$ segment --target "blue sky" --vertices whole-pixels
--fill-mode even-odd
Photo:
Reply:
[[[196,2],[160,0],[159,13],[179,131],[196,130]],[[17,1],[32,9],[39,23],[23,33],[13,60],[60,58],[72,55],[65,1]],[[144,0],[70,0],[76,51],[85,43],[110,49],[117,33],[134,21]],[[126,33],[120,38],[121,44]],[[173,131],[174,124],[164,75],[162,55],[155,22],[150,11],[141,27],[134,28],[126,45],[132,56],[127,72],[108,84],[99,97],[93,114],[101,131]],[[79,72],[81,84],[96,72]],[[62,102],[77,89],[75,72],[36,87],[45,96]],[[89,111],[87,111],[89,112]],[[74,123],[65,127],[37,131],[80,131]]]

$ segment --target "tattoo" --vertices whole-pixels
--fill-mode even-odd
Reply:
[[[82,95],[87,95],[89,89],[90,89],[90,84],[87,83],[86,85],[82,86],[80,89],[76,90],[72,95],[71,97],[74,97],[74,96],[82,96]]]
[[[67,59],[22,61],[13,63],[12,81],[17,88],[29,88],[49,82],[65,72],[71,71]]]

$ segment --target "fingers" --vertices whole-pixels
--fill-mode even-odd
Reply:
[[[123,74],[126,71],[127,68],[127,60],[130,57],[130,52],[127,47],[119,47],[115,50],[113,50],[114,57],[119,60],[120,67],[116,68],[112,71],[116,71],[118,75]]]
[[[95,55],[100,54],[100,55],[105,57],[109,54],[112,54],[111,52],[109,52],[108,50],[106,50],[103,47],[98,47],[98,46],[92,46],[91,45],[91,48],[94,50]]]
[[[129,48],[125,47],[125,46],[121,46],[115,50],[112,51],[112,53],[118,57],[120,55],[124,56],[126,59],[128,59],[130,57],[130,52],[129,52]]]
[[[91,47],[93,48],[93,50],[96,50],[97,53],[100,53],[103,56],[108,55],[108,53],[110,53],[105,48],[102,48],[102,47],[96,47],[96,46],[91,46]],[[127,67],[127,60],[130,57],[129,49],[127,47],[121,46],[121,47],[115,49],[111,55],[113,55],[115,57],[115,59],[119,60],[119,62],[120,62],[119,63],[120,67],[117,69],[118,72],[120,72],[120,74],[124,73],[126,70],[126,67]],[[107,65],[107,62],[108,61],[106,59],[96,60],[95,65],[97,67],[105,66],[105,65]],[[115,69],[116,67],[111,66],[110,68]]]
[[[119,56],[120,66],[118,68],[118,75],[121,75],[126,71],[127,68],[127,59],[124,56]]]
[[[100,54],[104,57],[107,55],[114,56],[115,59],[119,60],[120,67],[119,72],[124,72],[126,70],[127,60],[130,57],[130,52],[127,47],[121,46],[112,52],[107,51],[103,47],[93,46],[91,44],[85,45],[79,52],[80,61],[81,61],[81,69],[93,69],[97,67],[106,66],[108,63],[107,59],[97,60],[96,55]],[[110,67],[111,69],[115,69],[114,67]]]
++++++++++
HOW TO COMPLETE THIS TASK → Copy out each line of the material and keep every word unchanged.

TASK ANSWER →
$ segment --target "blue sky" --vertices whole-pixels
--fill-mode even-odd
Photo:
Reply:
[[[196,2],[160,0],[159,13],[179,131],[196,130]],[[17,1],[32,9],[39,23],[23,33],[13,60],[60,58],[72,55],[65,1]],[[144,0],[70,0],[76,51],[85,43],[110,49],[117,33],[134,21]],[[126,33],[120,38],[121,44]],[[173,131],[174,124],[164,75],[162,55],[155,22],[150,11],[141,27],[134,28],[126,45],[132,56],[127,72],[108,84],[99,97],[93,114],[101,131]],[[79,72],[81,84],[96,72]],[[62,102],[77,89],[75,72],[36,87],[45,96]],[[89,111],[87,111],[89,112]],[[74,123],[65,127],[37,131],[80,131]]]

$ segment --target "tattoo" --vertices whole-pixels
--fill-mode even-odd
Reply:
[[[82,95],[87,95],[89,89],[90,89],[90,84],[87,83],[86,85],[82,86],[80,89],[76,90],[72,95],[71,97],[74,97],[74,96],[82,96]]]
[[[67,59],[22,61],[13,63],[12,81],[17,88],[29,88],[49,82],[65,72],[71,71]]]

$ segment --target "fingers" --vertices whole-pixels
--fill-mode even-odd
Reply:
[[[123,74],[126,71],[127,68],[127,60],[130,57],[130,52],[127,47],[119,47],[115,50],[113,50],[114,57],[119,60],[120,67],[116,68],[112,71],[116,71],[118,75]]]
[[[95,55],[100,54],[100,55],[105,57],[109,54],[112,54],[111,52],[109,52],[108,50],[106,50],[103,47],[98,47],[98,46],[92,46],[91,45],[91,48],[94,50]]]
[[[129,48],[125,47],[125,46],[121,46],[115,50],[112,51],[112,53],[118,57],[120,55],[124,56],[126,59],[128,59],[130,57],[130,52],[129,52]]]
[[[91,47],[93,48],[93,50],[96,50],[97,53],[100,53],[103,56],[108,55],[108,53],[110,53],[105,48],[102,48],[102,47],[96,47],[96,46],[91,46]],[[127,67],[127,60],[130,57],[129,49],[127,47],[121,46],[121,47],[115,49],[111,55],[113,55],[115,57],[115,59],[119,60],[119,62],[120,62],[119,63],[120,67],[117,69],[118,72],[120,72],[120,74],[124,73],[126,70],[126,67]],[[107,65],[107,62],[108,61],[106,59],[96,60],[95,65],[97,67],[105,66],[105,65]],[[115,69],[116,67],[111,66],[110,68]]]
[[[119,56],[120,66],[118,68],[118,75],[121,75],[126,71],[127,68],[127,59],[124,56]]]
[[[100,54],[104,57],[107,55],[114,56],[115,59],[119,60],[120,67],[119,72],[124,72],[126,70],[127,60],[130,57],[130,52],[127,47],[121,46],[112,52],[107,51],[103,47],[93,46],[91,44],[85,45],[79,52],[80,61],[81,61],[81,69],[93,69],[97,67],[106,66],[108,63],[107,59],[97,60],[96,55]],[[110,67],[111,69],[115,69],[114,67]]]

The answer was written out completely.